— What needs to be done —
Output the lines of the material below as a numbered list, starting at the first line and ending with the line containing "positive clicks: (128, 59) (129, 60)", both included. Leave out any blank lines.

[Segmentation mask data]

__________________________________________________

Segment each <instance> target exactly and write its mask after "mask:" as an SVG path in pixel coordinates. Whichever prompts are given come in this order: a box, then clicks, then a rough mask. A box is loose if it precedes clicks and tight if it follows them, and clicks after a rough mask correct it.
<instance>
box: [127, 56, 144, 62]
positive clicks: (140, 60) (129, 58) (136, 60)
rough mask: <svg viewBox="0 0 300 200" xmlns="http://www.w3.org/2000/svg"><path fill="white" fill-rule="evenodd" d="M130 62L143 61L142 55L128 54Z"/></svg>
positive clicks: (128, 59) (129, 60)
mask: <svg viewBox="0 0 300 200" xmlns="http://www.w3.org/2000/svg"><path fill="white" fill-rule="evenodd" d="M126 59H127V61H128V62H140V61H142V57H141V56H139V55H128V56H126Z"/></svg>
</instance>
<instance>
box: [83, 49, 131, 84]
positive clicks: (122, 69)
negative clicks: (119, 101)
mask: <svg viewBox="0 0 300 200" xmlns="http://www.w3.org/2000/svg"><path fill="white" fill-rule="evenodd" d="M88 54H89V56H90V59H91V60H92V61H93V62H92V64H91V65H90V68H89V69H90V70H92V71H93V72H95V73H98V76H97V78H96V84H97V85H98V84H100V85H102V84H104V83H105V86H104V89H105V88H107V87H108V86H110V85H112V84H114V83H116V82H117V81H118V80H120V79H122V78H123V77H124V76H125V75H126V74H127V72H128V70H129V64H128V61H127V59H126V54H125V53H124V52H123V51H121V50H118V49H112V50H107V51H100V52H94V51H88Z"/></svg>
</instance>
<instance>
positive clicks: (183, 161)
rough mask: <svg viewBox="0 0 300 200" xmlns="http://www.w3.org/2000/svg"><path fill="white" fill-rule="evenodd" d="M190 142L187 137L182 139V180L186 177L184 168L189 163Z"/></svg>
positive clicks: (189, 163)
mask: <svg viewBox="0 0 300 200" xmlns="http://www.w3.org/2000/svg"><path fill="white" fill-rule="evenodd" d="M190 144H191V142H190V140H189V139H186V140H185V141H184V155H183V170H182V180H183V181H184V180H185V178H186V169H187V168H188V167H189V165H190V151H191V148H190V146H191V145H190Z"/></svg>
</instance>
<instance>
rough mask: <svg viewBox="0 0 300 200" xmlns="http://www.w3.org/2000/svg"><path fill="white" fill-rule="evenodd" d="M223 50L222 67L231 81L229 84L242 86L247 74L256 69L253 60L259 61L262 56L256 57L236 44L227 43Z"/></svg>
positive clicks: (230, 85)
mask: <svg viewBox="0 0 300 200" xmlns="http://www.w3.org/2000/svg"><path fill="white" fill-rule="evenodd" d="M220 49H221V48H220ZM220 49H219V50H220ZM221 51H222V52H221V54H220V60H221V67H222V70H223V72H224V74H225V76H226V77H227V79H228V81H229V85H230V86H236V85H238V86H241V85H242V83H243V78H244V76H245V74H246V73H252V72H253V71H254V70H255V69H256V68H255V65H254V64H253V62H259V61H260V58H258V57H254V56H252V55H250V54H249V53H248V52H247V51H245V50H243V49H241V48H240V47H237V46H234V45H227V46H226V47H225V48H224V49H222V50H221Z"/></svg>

__________________________________________________

— Exercise solution —
1. Segment each <instance> target exactly and write its mask after "mask:" as an SVG path in pixel coordinates. Whichever prompts are given come in this order: a box, then clicks, then a rough mask. A box is loose if it precedes clicks and tight if it follows them, and clicks after a rough mask correct it.
2. <instance>
3. box: [127, 56, 144, 62]
4. positive clicks: (140, 60) (129, 58) (136, 60)
5. rough mask: <svg viewBox="0 0 300 200" xmlns="http://www.w3.org/2000/svg"><path fill="white" fill-rule="evenodd" d="M130 62L143 61L142 55L128 54Z"/></svg>
6. positive clicks: (128, 59) (129, 60)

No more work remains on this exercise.